Problem 1 —
Rewrite the paragraph of the garden restoration text that begins "For the restoration of the garden" as a brief bulleted list, keeping its main facts.
======== Text block ========
For the restoration of the garden, more than 4,000 truckloads of accumulated silt and soil were hauled away by hand. Stonework for paths and waterways was reset or carved afresh with 60 craftsmen hand-chiseling more than 11,000 linear feet of sandstone edging. The work marked the first time that a Mughal garden restoration had been so scientifically informed, said Ratish Nanda, chief executive of the Aga Khan Trust for Culture in India.
The conservators discovered that the original garden engineers were highly skilled. The channels were built to drop just one centimeter every 40 meters. “We could only do this with sophisticated surveying equipment,” Nanda said. “How anybody could achieve this in the 16th century is unthinkable.” Hydraulic systems were rebuilt, and flowing water has been returned for the first time in generations, perhaps centuries. The garden has been extensively planted with period-correct flora, including 3,000 trees of 19 varieties. These include walnuts, apples, quince and pomegranate.
A total of 50 structures were restored in the 80-acre complex. The project also involved the extensive landscaping of a large city park, and improvements to housing, schools and social programs in the surrounding community.
The work has already spurred a tenfold increase in visitors to Humayun’s Tomb, to 2 million annually, Nanda said. He said in another decade the site could draw as many as 8 million visitors a year, which is more than the Taj Mahal.
A new museum will explain Mughal architecture and building crafts and, according to an Aga Khan Trust for Culture news release, “most significantly explain the pluralist Sufi cultural traditions that defined Hindustani culture for at least five centuries.”
The ideal brings poignant reminders of the salutary effect the Taj Mahal had on Western visitors, even in its 19th-century decline. In his 1899 Handbook for Visitors to Agra, H.G. Keene wrote that the Taj and its garden “can make the whole world kin.”
======== Records supplied ========
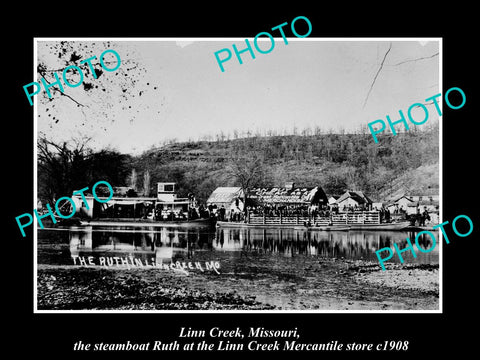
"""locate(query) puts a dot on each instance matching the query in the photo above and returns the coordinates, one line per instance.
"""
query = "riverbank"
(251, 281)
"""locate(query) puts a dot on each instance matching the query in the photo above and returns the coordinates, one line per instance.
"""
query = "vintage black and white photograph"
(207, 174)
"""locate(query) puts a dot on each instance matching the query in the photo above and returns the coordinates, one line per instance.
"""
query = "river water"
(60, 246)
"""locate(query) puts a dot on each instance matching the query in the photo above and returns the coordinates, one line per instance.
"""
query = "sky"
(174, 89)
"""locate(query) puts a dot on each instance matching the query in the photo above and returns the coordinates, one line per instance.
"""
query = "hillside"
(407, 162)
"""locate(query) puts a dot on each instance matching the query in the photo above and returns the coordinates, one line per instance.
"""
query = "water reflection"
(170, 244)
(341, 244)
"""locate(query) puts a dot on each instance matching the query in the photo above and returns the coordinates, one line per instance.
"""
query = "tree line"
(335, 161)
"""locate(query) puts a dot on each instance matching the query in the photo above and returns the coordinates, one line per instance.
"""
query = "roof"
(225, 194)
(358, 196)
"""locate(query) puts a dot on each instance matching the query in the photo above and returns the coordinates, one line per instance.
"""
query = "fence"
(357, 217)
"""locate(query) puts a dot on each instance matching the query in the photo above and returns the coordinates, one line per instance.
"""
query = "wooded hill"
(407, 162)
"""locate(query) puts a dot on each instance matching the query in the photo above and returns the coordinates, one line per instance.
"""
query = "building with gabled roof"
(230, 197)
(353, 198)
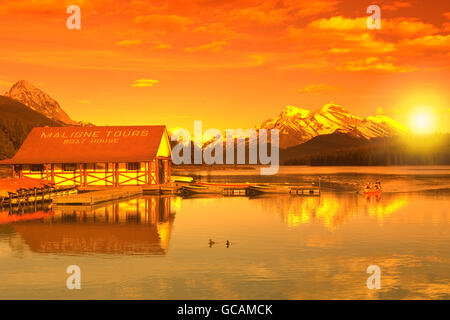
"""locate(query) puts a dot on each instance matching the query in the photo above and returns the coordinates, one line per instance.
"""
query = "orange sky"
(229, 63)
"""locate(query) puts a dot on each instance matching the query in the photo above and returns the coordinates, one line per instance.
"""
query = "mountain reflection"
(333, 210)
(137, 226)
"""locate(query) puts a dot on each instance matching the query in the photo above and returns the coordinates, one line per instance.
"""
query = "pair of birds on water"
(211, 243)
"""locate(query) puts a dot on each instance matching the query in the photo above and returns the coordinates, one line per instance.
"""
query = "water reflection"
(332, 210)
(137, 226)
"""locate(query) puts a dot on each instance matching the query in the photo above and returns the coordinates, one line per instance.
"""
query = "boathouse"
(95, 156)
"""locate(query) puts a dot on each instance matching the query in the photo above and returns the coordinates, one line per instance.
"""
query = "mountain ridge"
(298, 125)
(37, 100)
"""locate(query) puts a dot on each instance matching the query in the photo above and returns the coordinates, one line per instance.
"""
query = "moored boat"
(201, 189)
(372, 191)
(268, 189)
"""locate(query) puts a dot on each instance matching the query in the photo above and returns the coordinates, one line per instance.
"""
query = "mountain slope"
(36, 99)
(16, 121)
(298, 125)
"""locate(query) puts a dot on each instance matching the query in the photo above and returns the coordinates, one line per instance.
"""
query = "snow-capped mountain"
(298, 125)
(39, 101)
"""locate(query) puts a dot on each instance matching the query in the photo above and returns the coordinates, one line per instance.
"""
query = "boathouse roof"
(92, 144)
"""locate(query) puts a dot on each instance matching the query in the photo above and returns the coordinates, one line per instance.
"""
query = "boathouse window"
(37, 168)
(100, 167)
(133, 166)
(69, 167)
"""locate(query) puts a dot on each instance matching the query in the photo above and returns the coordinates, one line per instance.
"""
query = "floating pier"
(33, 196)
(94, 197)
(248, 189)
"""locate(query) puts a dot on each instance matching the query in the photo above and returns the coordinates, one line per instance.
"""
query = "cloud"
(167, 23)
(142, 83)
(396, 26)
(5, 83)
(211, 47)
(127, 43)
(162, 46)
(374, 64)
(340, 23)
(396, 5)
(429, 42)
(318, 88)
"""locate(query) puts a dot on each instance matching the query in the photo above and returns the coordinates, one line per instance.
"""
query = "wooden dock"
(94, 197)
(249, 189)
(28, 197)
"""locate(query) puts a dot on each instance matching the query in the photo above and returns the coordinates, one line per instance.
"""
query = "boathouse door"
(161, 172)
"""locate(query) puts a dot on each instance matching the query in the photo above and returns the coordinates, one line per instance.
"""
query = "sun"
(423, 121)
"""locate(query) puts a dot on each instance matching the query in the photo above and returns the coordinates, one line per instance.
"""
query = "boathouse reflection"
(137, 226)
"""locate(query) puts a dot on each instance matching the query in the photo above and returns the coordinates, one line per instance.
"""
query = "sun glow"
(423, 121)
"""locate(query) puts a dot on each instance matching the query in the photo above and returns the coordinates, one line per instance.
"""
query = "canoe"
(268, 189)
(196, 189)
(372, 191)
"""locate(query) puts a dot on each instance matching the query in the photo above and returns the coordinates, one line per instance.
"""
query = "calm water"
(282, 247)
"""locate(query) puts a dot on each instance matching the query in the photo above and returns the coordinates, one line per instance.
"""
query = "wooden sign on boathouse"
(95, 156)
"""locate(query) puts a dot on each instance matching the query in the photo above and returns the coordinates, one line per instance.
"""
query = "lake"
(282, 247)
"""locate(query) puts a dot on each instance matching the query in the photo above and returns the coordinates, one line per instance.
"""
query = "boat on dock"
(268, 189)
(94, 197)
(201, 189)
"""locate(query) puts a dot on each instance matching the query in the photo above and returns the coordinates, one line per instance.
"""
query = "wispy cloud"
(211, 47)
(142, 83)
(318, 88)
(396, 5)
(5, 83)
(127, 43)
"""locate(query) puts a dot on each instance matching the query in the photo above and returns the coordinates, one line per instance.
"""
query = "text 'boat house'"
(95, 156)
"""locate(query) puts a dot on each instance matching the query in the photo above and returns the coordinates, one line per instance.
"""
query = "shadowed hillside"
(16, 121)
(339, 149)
========
Problem 2 —
Tally the lines of the rows above that contain the string "reflection", treating case as significant, and reply with the number alone.

Finished answer 1 —
- More than 4,000 truckloads of accumulated silt and soil were removed by hand.
- Stonework for paths and waterways was reset or newly carved.
- Sixty craftsmen hand-chiseled more than 11,000 linear feet of sandstone edging.
- According to Ratish Nanda, chief executive of the Aga Khan Trust for Culture in India, this was the first Mughal garden restoration to be so scientifically informed.

Finished answer 2 —
4